-- TASK DIRECTIONS --
Count the lines in the items below that contain the string "burning", treating uppercase and lowercase as different. Reply with the number only.

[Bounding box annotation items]
-*-

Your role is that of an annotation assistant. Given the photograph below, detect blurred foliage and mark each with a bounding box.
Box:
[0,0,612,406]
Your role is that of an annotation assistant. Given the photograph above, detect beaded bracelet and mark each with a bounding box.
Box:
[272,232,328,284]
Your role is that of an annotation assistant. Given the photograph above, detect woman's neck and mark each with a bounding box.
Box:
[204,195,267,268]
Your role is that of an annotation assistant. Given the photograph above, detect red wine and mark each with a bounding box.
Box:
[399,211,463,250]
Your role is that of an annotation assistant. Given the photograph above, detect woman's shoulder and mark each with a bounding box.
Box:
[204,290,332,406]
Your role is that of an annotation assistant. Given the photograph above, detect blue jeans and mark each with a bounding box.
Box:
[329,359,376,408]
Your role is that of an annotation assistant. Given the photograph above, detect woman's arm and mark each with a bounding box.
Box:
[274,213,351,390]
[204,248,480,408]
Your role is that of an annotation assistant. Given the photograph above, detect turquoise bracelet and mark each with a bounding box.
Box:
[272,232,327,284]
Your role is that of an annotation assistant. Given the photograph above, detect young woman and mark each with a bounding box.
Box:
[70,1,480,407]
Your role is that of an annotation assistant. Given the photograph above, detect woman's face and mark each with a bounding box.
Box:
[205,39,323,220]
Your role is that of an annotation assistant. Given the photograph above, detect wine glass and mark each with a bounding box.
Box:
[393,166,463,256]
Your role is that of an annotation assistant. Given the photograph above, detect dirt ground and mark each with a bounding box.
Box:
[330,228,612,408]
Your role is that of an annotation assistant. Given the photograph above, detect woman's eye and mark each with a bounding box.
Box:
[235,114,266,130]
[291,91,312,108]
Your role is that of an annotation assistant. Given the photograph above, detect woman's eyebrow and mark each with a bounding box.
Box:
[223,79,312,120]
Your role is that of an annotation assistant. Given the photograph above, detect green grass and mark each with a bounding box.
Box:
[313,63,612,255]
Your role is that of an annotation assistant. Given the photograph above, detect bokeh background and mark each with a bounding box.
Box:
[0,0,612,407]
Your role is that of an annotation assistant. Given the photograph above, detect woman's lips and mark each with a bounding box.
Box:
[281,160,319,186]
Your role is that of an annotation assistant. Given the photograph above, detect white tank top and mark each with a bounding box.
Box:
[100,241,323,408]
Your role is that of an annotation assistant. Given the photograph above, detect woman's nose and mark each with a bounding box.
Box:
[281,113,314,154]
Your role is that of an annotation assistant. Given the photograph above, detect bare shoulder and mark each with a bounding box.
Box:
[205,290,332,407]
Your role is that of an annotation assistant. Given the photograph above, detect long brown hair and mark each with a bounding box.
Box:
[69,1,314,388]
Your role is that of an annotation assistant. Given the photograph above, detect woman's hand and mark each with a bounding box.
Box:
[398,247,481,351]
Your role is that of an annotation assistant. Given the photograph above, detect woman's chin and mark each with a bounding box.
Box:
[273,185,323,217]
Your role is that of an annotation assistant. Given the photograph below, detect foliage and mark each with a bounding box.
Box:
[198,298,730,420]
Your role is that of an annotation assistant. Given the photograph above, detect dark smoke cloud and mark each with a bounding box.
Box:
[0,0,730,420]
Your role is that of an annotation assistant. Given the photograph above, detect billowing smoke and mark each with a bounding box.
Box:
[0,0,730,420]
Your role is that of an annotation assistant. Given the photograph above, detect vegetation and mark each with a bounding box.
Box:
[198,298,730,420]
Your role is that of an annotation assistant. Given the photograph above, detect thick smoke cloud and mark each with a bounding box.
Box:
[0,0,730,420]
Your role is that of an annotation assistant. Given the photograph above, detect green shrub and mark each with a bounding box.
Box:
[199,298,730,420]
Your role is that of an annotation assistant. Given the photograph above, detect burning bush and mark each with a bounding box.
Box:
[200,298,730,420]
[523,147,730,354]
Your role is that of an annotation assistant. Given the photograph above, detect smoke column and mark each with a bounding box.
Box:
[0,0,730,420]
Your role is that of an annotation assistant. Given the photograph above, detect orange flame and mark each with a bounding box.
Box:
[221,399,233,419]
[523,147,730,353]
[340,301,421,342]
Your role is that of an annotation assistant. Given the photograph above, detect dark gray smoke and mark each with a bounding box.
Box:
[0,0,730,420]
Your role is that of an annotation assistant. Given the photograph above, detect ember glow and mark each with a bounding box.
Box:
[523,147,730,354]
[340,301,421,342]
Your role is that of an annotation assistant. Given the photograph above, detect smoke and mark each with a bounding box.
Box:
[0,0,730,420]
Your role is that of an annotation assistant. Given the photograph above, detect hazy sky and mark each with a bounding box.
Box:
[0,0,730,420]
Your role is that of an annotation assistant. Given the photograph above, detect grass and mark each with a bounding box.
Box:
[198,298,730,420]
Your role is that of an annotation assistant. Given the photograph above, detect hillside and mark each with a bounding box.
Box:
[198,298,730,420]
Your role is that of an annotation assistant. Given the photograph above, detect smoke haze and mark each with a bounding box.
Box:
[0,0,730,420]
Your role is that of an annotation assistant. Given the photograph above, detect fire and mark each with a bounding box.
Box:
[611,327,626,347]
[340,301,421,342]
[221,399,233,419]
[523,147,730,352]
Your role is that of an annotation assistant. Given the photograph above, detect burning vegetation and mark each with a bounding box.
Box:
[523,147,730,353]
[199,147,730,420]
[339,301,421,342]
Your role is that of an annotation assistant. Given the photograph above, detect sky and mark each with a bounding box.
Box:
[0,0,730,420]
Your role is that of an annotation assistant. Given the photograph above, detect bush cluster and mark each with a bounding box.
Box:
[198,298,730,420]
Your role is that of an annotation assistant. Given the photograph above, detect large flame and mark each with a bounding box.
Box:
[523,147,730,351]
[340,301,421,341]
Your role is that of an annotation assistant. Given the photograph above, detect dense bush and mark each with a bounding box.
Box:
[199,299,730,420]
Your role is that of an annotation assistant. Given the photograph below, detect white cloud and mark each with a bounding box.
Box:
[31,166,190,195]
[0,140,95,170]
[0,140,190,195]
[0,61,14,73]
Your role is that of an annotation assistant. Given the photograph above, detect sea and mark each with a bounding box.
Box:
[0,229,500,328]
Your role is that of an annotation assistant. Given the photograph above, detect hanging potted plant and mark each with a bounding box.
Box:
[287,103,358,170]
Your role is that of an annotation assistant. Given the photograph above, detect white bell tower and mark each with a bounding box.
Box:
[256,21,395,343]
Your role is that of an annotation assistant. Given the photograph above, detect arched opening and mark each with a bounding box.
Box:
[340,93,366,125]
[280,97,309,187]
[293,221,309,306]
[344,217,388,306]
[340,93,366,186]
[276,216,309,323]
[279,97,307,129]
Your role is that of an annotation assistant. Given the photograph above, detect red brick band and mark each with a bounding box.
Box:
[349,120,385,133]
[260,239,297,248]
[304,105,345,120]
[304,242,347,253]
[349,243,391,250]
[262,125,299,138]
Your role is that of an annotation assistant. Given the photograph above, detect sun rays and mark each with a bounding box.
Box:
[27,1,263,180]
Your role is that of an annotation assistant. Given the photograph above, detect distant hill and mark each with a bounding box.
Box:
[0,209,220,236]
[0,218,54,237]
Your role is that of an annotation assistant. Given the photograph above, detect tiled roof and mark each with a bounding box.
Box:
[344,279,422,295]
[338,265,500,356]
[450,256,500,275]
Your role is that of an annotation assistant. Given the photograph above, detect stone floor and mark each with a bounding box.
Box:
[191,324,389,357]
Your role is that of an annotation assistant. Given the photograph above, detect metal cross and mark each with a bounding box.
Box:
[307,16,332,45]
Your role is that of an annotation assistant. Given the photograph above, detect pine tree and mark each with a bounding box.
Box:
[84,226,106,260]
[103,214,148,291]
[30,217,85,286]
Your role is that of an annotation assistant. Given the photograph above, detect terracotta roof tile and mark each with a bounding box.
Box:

-*-

-- RESULT --
2